Instructions for the task: The answer must consist of every line below containing "plaid".

(Point localization data)
+ + + +
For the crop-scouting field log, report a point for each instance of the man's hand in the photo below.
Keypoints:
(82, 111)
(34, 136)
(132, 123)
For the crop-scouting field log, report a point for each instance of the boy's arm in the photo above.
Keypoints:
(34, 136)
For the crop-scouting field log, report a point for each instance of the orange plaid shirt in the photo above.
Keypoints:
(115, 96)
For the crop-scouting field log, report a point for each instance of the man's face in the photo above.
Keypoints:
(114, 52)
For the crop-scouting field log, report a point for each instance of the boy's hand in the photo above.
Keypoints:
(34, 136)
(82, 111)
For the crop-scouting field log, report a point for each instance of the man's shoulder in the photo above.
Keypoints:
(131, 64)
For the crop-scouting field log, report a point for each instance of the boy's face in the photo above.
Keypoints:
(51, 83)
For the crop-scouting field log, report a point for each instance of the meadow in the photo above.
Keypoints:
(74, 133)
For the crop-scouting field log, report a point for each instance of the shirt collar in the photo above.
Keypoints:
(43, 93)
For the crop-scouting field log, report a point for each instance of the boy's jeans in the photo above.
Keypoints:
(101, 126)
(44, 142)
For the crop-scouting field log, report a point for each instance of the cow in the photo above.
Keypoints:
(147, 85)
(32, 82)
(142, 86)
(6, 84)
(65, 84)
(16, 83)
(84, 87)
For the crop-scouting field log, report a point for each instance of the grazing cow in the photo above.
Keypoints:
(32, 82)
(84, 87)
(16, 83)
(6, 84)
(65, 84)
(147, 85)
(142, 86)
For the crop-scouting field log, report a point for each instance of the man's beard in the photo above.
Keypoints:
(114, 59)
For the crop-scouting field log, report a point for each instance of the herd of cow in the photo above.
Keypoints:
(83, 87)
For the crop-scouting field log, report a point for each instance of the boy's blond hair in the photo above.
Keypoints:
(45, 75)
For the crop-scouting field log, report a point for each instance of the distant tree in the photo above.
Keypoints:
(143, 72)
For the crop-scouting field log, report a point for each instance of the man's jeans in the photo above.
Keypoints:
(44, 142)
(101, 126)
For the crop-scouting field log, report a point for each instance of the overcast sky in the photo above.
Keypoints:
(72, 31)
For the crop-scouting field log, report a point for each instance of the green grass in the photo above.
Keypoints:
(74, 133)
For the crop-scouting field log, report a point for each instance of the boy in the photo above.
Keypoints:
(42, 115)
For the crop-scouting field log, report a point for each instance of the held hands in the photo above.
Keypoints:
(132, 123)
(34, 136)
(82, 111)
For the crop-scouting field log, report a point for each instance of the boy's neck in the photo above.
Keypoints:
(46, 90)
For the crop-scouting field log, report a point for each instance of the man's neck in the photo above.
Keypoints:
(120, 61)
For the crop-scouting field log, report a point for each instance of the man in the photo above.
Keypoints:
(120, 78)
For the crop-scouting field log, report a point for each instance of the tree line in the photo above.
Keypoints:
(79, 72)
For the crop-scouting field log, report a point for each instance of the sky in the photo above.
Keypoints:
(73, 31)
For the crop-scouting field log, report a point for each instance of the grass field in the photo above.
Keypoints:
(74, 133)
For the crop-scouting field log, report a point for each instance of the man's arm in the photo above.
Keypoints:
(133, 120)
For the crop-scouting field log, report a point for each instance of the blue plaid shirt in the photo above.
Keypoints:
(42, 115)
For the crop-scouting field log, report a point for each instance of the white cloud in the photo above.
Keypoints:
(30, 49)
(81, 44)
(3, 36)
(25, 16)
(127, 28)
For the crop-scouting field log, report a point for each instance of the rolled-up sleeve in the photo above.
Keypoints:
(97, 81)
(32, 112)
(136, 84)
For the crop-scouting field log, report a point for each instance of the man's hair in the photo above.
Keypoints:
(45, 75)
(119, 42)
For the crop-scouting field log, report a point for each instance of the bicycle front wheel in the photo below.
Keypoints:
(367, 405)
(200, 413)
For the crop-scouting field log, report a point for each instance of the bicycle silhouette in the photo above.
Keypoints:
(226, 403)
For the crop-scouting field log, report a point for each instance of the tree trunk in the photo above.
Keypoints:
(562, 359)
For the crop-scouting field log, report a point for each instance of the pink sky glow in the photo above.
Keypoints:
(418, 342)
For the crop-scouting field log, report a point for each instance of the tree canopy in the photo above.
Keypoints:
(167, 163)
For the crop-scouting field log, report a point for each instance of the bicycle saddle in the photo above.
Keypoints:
+ + + +
The completed task:
For the crop-scouting field log, report a point for each instance of the orange plaid shirt in the photo above.
For the crop-scouting field log, report a point for each instance of the blue plaid shirt in the photo above.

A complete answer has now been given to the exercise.